• Exercise brief: Rewrite the part that opens with the line containing "Trace the outline of every instance of the <item>skin</item>." and runs through the end of the records, replacing "top-left corner" with "upper-left corner" and keeping everything else unchanged.

• Dataset:
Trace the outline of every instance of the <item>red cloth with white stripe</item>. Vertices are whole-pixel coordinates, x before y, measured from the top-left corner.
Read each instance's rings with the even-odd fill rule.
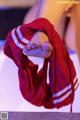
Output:
[[[22,52],[24,45],[37,31],[44,32],[53,46],[51,56],[44,60],[39,72],[38,65],[33,64]],[[4,53],[18,67],[20,91],[27,101],[46,108],[60,108],[73,102],[74,92],[78,86],[75,68],[60,36],[47,19],[39,18],[10,31],[6,38]],[[49,84],[48,63],[50,63]]]

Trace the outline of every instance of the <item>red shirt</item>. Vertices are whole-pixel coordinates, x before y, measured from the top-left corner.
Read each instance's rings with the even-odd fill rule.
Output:
[[[51,56],[45,59],[39,72],[38,65],[33,64],[23,54],[24,45],[37,31],[44,32],[53,46]],[[78,87],[75,68],[60,36],[48,20],[39,18],[10,31],[6,38],[4,53],[18,67],[20,91],[27,101],[46,108],[60,108],[73,102],[74,92]],[[50,63],[49,84],[48,63]]]

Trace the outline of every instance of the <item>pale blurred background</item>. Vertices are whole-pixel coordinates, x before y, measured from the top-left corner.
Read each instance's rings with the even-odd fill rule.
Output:
[[[24,100],[19,90],[17,67],[3,53],[6,35],[14,27],[23,24],[25,15],[35,2],[36,0],[0,0],[0,111],[70,112],[70,105],[59,110],[48,110],[31,105]],[[77,55],[71,54],[70,56],[80,79]],[[35,63],[36,60],[34,60]],[[42,59],[38,59],[39,66],[42,65],[42,62]],[[78,88],[73,104],[73,112],[80,112],[79,94],[80,89]]]

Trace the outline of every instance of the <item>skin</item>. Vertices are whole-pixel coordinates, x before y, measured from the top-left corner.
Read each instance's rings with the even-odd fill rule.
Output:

• Exercise result:
Trace the outline of every instance of the <item>skin</item>. Vertices are whole-pixel coordinates, x before y, measured from the upper-left corner.
Read each instance's rings with the even-odd fill rule.
Output:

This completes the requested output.